--- REQUEST 1 ---
List every line of the listing below that contains the word "window".

--- DOCUMENT SECTION ---
——
What days are people aloud to hunt out there. I know the local wma in valdosta is only on certain weekends is this one the same?


----------



## coastalredneck (Nov 14, 2011)

wow..this was a funny thread..thanks to all.


----------



## broach0018 (Nov 14, 2011)

rldevogt said:


> What days are people aloud to hunt out there. I know the local wma in valdosta is only on certain weekends is this one the same?



No you can hunt this one anytime until your heart is content!:trampoline:


----------



## rldevogt (Nov 14, 2011)

Does anyone have an adress that I can punch into a gps to help me get there from valdsota? i have tried google and some monument comes up in macon. I don't think the city of macon would appreciate me shooting stuff in their city.


----------



## Apex Predator (Nov 15, 2011)

I had a favorite WMA and talked it up on this board 5 years ago.  The following year traffic increased by around 300%.  Now 5 years later, it has never recovered.  I don't hunt there any more.  Prolly just coincidence.


----------



## cr4zygui (Nov 15, 2011)

broach0018 said:


> :nono: dont dare tell anyone where to find hogs! Its just plain unethical and mean!



Make it seem like I am arguing with a democrat haha
But not referring to you


----------



## cr4zygui (Nov 15, 2011)
——
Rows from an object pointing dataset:
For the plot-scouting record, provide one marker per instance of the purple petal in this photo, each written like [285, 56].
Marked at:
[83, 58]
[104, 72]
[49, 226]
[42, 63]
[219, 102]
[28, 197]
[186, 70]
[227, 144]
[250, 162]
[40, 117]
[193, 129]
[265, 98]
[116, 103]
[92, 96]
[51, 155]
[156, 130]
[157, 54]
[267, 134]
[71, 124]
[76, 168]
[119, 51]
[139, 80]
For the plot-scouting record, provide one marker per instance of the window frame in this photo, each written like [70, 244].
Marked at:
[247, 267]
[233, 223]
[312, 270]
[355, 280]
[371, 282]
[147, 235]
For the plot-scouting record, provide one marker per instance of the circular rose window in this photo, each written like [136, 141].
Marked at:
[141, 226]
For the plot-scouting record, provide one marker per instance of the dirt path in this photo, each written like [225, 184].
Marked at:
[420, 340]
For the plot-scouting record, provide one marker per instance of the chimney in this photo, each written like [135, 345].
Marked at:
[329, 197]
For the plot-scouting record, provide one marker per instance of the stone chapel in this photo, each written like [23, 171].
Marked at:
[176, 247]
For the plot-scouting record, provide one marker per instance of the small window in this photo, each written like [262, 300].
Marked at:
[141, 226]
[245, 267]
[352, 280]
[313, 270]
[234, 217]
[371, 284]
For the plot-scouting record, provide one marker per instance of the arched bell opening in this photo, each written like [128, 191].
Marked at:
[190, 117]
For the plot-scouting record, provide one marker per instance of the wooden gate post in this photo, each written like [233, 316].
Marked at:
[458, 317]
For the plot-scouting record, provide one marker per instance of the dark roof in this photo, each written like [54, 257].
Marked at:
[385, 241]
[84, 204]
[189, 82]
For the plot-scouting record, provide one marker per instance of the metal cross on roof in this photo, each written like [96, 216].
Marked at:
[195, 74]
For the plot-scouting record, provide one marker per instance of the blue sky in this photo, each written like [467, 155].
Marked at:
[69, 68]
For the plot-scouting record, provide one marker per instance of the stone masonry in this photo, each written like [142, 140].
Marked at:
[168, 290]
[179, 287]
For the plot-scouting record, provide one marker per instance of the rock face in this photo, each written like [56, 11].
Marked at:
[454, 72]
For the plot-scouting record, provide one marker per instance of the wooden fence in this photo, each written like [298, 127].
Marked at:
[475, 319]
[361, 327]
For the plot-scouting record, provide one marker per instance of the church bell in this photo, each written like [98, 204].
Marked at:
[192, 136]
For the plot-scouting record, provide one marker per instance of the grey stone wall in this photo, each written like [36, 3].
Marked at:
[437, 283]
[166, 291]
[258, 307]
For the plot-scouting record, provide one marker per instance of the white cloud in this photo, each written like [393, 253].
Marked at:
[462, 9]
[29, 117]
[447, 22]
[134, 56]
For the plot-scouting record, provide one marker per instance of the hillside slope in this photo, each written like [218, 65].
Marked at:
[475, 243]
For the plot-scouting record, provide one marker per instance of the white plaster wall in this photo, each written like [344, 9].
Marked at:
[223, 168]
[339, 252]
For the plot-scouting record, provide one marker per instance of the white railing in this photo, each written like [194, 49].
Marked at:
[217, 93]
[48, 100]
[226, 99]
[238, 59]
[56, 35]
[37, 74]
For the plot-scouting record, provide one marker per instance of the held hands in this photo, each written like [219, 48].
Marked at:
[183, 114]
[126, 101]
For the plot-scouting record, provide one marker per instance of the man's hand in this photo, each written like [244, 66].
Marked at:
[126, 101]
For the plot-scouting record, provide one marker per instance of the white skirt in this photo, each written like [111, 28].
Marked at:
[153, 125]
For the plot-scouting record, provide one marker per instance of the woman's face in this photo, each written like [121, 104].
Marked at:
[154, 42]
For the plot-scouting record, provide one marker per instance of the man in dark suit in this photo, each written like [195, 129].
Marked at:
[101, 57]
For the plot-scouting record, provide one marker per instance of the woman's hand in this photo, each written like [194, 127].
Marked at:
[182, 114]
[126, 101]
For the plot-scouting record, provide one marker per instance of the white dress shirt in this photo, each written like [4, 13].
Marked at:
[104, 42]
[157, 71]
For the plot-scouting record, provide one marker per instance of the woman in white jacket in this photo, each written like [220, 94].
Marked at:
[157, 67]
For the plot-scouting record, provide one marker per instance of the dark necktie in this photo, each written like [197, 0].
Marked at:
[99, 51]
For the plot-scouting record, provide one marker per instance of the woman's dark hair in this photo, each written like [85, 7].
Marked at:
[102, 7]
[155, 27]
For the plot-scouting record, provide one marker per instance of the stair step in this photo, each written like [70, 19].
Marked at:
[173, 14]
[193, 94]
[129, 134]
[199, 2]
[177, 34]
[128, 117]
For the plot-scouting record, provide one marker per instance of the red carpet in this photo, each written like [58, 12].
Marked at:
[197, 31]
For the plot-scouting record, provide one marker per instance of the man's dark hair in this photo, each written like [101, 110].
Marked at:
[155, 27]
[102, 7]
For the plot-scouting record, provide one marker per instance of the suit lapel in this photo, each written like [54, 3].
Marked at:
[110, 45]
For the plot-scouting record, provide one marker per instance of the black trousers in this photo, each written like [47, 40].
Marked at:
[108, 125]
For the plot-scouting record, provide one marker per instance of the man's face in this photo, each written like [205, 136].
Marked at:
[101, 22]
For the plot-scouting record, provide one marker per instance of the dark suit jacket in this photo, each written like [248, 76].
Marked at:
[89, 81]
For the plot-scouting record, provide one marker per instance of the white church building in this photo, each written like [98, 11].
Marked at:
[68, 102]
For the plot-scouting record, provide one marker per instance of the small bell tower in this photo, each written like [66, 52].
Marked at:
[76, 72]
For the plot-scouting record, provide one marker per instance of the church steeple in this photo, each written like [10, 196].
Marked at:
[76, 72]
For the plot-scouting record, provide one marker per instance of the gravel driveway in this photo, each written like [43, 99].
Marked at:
——
--- REQUEST 2 ---
For each statement, say yes or no to whether it agrees with the forum thread above, and quote the words of the thread that decide it. (a) broach0018 says this WMA can be hunted anytime. (b) rldevogt's Google search brought up a monument in Valdosta. (c) Apex Predator says traffic at a favorite WMA rose by around 300% the year after it was talked up on the board.

--- REPLY 1 ---
For the plot-scouting record, provide one marker per instance of the window frame in this photo, each written like [70, 244].
For the plot-scouting record, provide one marker per instance of the circular rose window in this photo, each written like [136, 141].
For the plot-scouting record, provide one marker per instance of the small window in this photo, each written like [262, 300].

--- REPLY 2 ---
(a) Yes: "No you can hunt this one anytime until your heart is content!"
(b) No: "some monument comes up in macon"
(c) Yes: "The following year traffic increased by around 300%."